→ **Available data**
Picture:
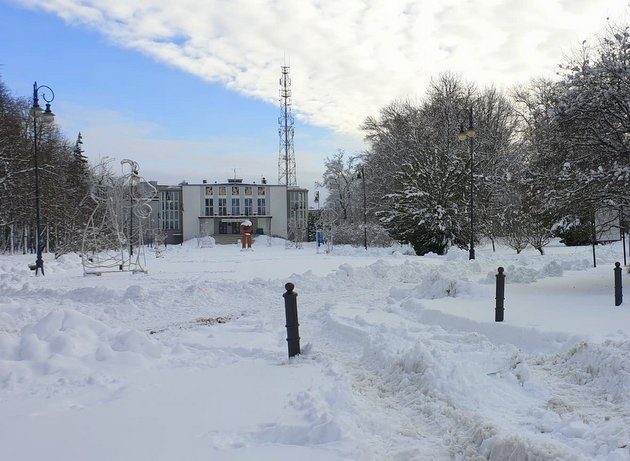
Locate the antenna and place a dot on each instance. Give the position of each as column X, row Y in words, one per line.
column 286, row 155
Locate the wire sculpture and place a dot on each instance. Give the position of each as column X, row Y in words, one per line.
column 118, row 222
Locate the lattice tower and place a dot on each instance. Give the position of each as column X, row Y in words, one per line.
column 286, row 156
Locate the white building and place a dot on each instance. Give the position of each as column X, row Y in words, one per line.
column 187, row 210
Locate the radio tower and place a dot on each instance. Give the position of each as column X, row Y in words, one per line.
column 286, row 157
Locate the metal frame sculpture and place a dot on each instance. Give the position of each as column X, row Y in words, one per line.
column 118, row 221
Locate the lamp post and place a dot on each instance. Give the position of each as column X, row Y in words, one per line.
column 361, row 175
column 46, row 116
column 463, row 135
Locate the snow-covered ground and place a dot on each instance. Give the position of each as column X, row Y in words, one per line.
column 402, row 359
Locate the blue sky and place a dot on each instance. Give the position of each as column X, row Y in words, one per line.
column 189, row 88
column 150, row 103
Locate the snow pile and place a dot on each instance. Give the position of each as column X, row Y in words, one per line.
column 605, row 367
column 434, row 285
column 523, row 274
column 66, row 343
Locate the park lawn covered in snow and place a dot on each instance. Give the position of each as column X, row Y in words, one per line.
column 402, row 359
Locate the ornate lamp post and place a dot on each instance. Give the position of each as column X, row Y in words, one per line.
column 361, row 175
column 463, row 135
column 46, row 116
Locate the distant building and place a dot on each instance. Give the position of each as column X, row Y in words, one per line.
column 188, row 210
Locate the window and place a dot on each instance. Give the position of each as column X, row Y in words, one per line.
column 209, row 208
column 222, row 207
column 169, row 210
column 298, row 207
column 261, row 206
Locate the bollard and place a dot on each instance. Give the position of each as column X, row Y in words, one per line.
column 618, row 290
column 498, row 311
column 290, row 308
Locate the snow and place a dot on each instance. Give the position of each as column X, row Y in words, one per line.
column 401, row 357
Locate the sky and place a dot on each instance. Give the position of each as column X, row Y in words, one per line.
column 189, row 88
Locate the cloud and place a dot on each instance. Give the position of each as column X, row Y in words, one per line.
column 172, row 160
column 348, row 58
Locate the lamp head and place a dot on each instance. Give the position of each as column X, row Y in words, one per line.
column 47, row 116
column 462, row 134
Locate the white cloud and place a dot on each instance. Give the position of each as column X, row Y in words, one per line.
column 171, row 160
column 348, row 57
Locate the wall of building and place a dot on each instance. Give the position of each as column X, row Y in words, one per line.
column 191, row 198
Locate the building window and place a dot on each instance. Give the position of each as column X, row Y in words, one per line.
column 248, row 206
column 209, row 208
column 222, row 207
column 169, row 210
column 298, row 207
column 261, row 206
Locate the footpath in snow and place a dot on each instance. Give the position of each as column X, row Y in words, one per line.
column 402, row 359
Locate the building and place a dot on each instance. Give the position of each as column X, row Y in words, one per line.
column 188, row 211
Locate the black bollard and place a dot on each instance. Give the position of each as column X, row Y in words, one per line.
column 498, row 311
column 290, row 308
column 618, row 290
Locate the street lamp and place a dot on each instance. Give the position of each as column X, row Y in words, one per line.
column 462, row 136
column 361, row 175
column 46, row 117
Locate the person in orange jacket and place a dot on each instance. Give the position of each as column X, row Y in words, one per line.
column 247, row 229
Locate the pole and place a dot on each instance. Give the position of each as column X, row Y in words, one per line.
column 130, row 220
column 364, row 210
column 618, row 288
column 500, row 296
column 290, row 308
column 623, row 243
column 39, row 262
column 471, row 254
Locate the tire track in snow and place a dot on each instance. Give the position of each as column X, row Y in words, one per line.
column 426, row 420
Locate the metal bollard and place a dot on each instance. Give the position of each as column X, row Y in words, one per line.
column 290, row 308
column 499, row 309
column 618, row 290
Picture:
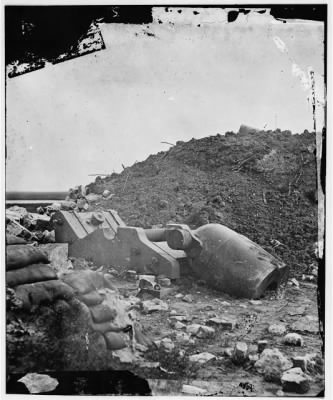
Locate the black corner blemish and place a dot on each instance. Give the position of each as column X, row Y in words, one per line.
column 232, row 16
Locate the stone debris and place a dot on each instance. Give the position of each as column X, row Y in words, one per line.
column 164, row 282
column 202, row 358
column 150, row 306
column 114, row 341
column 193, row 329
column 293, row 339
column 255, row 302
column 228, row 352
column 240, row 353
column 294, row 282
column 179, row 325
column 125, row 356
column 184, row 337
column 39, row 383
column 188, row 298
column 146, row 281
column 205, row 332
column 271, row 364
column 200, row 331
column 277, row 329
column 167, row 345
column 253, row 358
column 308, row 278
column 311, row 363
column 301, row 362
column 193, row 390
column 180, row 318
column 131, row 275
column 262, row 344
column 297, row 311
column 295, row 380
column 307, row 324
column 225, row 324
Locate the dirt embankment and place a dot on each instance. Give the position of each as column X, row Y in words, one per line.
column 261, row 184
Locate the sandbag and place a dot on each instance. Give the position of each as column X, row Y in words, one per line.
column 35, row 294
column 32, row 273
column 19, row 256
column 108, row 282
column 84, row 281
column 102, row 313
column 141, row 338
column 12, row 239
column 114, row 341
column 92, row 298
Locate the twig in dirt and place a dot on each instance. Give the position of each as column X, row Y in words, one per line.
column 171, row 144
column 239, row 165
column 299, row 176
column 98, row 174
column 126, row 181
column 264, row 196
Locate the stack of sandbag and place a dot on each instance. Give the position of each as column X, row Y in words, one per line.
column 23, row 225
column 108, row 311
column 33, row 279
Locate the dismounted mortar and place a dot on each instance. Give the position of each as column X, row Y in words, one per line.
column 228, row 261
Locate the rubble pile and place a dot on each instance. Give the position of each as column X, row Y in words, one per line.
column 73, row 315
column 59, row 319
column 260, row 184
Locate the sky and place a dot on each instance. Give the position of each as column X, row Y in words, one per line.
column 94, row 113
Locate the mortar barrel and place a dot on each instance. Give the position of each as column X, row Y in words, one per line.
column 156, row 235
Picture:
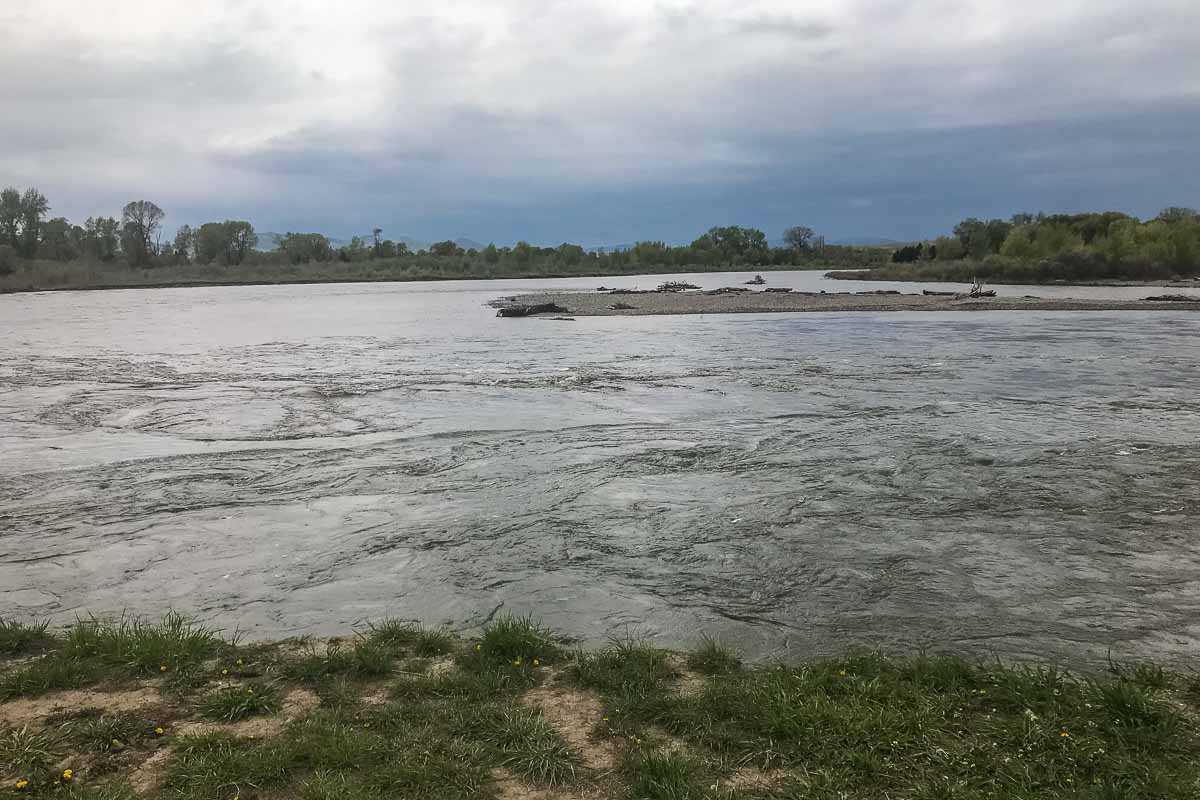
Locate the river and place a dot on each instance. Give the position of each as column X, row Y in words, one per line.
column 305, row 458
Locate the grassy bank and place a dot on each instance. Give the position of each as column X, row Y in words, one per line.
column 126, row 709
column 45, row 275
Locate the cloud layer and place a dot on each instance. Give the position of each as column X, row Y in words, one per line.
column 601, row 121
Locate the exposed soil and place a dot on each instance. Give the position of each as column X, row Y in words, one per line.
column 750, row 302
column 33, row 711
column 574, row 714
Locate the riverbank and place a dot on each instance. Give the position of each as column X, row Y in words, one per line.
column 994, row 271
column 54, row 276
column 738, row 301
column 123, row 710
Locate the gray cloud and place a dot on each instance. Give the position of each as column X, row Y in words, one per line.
==
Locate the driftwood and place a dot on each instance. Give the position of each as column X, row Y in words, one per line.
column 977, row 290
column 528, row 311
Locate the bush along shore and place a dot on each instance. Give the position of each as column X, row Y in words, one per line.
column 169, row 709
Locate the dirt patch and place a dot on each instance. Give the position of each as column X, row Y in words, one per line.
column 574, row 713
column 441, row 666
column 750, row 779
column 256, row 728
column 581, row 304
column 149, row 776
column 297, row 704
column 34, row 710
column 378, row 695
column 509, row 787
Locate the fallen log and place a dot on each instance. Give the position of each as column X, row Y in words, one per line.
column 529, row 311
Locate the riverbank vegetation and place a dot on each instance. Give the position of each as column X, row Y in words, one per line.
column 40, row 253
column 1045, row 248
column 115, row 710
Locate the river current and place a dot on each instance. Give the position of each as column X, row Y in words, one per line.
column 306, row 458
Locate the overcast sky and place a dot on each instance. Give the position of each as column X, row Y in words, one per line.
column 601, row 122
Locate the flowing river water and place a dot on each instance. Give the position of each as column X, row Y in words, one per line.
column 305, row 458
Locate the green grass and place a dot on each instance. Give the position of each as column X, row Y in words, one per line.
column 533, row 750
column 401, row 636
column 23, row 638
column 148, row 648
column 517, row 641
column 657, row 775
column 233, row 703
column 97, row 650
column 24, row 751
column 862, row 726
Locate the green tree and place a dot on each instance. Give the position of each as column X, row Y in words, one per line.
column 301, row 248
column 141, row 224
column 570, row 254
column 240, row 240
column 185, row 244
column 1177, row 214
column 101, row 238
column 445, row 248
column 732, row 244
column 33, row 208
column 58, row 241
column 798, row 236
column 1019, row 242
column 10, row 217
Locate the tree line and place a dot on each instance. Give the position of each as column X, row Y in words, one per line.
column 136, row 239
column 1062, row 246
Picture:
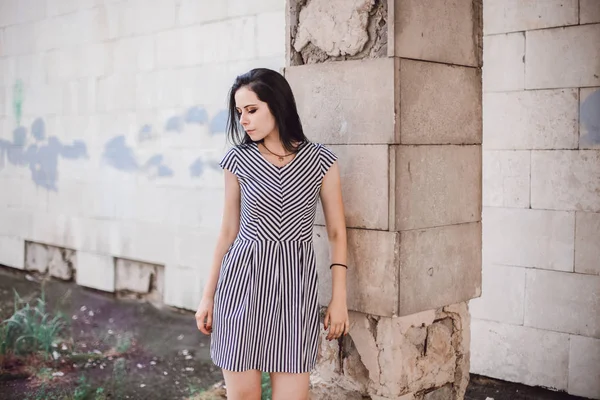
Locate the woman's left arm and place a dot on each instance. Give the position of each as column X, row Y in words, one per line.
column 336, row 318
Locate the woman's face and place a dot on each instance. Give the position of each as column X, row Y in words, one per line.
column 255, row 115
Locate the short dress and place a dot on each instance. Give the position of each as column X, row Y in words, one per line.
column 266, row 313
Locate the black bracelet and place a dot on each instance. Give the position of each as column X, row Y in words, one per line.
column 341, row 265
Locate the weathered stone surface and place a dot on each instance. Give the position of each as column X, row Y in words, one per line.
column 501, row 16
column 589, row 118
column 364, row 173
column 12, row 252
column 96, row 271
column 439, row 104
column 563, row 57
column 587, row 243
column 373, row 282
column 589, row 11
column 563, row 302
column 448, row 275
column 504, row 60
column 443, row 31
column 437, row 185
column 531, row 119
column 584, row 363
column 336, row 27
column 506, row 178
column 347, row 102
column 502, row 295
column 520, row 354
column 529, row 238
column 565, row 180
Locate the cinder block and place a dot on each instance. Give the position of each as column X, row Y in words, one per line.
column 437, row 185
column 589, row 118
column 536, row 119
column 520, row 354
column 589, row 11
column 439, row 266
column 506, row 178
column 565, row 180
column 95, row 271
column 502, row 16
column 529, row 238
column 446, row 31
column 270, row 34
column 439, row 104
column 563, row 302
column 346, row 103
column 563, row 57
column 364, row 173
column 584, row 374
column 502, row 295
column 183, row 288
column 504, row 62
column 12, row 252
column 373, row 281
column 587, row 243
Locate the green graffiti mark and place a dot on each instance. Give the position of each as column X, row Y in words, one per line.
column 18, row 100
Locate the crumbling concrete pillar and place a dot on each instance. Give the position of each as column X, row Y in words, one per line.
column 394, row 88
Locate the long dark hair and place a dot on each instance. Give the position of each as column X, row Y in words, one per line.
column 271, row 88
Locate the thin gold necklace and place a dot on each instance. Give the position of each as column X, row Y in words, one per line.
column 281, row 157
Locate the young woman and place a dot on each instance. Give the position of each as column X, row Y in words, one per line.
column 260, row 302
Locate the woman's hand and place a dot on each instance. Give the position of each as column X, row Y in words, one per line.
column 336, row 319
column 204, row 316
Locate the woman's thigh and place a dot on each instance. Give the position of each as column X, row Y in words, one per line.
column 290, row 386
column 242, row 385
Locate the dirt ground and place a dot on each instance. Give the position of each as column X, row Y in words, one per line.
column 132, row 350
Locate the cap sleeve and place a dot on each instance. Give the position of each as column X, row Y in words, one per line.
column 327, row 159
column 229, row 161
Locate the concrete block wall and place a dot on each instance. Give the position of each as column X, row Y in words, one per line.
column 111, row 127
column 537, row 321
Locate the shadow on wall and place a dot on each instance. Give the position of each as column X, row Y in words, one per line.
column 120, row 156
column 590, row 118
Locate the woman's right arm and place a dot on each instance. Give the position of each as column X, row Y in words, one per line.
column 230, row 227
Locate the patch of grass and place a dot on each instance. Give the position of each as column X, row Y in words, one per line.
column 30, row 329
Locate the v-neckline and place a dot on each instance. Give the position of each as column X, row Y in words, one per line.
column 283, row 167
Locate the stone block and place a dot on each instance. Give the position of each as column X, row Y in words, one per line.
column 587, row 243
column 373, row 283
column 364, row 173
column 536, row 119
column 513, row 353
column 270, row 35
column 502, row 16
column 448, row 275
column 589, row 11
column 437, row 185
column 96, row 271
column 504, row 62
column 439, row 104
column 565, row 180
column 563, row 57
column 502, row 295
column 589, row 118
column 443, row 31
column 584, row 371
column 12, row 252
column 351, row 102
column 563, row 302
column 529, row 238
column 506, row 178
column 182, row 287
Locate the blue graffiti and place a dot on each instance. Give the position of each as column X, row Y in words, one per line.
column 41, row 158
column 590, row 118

→ **Action item**
Write down exactly the span of lines above from the one containing "Locate the river and" to the one containing "Locate the gray", both ends included.

→ **Answer**
Locate the river and place a dot on each instance. Give the position of each as column X, row Y in words, one per line.
column 305, row 458
Locate the grassy bank and place a dot on each instance. Give the position of each as column X, row Y in words, one per line.
column 126, row 709
column 45, row 275
Locate the cloud layer and place a dot on each instance. Give the position of each as column X, row Y in words, one per line.
column 601, row 121
Locate the exposed soil and place a dot on each instance. Give the position of each as column X, row Y in words, one per line.
column 750, row 302
column 33, row 711
column 574, row 714
Locate the riverbank and place a dot on each instance. Give the position of each as column X, row Y in words, one per line.
column 994, row 271
column 54, row 276
column 738, row 301
column 123, row 710
Locate the gray cloud and place a dot on each instance. Give the position of each as column X, row Y in words, one per line.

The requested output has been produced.